**Provided entries:**
_ _ _

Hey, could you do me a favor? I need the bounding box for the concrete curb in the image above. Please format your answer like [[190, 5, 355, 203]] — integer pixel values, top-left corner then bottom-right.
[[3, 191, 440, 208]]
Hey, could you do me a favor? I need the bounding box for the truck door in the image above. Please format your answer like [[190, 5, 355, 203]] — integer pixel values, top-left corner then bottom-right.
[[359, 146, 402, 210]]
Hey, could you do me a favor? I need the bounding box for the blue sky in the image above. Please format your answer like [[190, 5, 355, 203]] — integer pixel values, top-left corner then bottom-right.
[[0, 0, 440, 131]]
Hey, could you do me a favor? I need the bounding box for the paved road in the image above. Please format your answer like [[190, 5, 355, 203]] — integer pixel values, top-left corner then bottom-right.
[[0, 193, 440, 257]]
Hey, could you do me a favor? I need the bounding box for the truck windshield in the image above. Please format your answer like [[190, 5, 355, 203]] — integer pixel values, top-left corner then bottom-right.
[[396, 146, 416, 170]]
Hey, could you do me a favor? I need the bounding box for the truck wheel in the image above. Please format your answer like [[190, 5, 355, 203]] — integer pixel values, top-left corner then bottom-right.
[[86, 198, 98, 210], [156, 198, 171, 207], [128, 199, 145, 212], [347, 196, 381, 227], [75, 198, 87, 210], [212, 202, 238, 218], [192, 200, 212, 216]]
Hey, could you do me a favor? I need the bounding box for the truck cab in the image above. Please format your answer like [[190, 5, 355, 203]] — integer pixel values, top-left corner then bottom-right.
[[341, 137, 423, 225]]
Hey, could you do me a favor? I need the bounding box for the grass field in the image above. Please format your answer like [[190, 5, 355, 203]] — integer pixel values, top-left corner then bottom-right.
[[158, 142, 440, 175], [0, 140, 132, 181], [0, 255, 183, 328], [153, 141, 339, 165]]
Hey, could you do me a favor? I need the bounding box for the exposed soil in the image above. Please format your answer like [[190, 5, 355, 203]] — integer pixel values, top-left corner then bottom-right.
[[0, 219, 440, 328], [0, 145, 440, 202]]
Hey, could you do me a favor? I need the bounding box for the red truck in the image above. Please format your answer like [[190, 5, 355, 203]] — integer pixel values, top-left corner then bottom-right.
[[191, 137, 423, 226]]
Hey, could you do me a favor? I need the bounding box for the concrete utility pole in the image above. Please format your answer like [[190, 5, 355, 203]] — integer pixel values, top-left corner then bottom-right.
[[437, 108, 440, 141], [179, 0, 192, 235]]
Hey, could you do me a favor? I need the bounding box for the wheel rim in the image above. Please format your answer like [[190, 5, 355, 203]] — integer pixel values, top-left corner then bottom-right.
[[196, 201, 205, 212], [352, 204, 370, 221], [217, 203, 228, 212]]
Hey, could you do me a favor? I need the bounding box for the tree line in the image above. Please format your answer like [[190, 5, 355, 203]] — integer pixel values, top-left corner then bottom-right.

_ _ _

**Task to carry out:** Convert the lines above into a JSON array of strings, with one string per line and any blank lines skipped.

**Output:**
[
  "Hey, could you do me a favor? I need the bounding box for the concrete curb in the image above. Please format your answer like [[190, 5, 355, 203]] — integer pixel values, top-left corner then bottom-right.",
  "[[3, 191, 440, 208]]",
  "Hey, could you do me a favor? I need the bounding box for the truck door in the image above. Please format your answer like [[190, 5, 355, 203]] — integer pixel values, top-left corner then bottom-right.",
  "[[359, 146, 402, 210]]",
  "Hey, could you do me a favor? I need the bounding box for the blue sky in the image above. Please format your answer like [[190, 5, 355, 203]] — integer pixel values, top-left corner then bottom-right.",
  "[[0, 0, 440, 131]]",
  "Hey, could you do me a favor? I need the bounding box for the paved road in the image above. Please format your answer like [[190, 5, 355, 203]] — integer pixel values, top-left corner then bottom-right.",
  "[[0, 193, 440, 257]]",
  "Hey, could you do me a favor? I need the bounding box for the truck windshield in the image above. Please format your answer like [[190, 5, 355, 203]] — integer pixel values, top-left corner then bottom-right.",
  "[[396, 146, 416, 170]]",
  "Hey, could you do me a favor? I need the bounding box for the truck wheel in the image above. Please format your answer like [[190, 5, 355, 203]] — integer pixel values, top-left corner then bottom-right.",
  "[[86, 198, 98, 210], [156, 198, 171, 207], [128, 199, 145, 212], [347, 196, 381, 227], [75, 198, 87, 210], [212, 202, 238, 218], [192, 200, 212, 216]]",
  "Hey, could you do me a favor? I need the bounding box for the truck cab in the image above. Please format your answer like [[190, 5, 355, 203]] — integer pixel values, top-left corner then bottom-right.",
  "[[341, 137, 423, 225]]",
  "Hey, could you do me a favor? I need the bounding box for the grass field in the image above. Please format your answer like [[190, 5, 355, 203]] — integer pixel values, top-left corner then bottom-right.",
  "[[158, 142, 440, 175], [0, 140, 132, 181], [0, 255, 183, 328], [153, 141, 339, 165]]",
  "Hey, could you do me a favor? I need the bounding box for the exposed soil in the image above. Please format your answer like [[190, 5, 355, 203]] — integer pixel values, top-left corner then bottom-right.",
  "[[0, 219, 440, 328], [0, 145, 440, 202]]",
  "Hey, could you do me a favor? I need the bounding box for the red truck in the image above. Please format your answer like [[190, 5, 355, 203]] — integer pixel values, top-left corner then bottom-right.",
  "[[191, 137, 423, 226]]",
  "Hey, could you do me a favor? I need the bounding box for the concrete utility pole in the image above. Please format your answer like [[190, 5, 355, 203]] — integer pixel values, top-left corner then bottom-right.",
  "[[437, 108, 440, 141], [179, 0, 192, 235]]",
  "Hey, could you do me a favor? I need the bounding box for the wheel rim in the image above. Please format your answer like [[190, 5, 355, 203]] — integer pixel values, top-left corner then bottom-right.",
  "[[196, 201, 205, 212], [352, 204, 370, 221], [217, 203, 228, 212]]",
  "Hey, could you do me a favor? I need the bounding box for the tree line in the image above. Please format your answer like [[190, 5, 355, 203]] — integer pixel values, top-left corner then bottom-right."
]